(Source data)
- - -
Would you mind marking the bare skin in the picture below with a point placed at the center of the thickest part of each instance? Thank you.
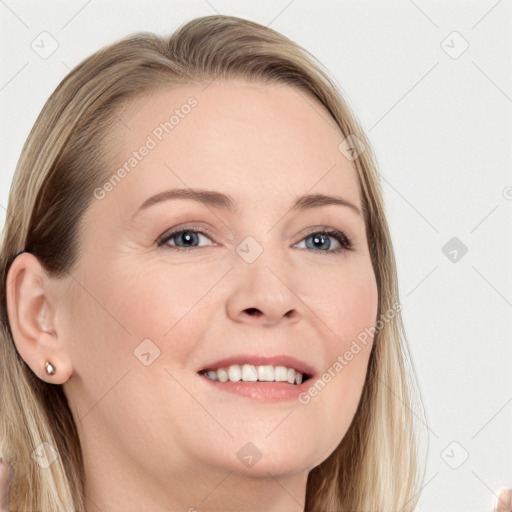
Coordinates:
(158, 437)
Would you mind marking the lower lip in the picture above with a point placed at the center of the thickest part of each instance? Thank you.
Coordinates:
(261, 391)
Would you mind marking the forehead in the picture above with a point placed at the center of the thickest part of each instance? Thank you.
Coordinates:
(258, 143)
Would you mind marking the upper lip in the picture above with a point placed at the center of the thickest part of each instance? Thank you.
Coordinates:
(259, 360)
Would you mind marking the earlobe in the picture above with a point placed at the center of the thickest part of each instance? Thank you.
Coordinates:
(31, 312)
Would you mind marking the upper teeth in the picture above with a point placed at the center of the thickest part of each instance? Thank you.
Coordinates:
(251, 373)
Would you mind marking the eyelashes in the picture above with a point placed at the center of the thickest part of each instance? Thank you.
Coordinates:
(319, 240)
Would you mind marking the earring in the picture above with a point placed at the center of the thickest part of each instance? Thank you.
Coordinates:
(50, 370)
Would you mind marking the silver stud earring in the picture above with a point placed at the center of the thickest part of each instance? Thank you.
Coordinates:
(50, 370)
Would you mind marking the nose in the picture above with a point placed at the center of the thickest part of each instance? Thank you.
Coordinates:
(263, 295)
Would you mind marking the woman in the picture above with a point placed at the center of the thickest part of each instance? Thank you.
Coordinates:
(199, 299)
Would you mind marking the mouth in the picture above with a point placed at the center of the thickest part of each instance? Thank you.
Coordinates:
(257, 373)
- - -
— TASK GOAL —
In the records above, find each line with the string "upper" and list it.

— ANSWER SECTION —
Would you mind marking the upper lip in the picture above with a point placed at the center of the thickest part of each instance? Thank you.
Would you mind marking the upper teeth in the picture above with a point placed at the center of the thickest part of each instance? Thank you.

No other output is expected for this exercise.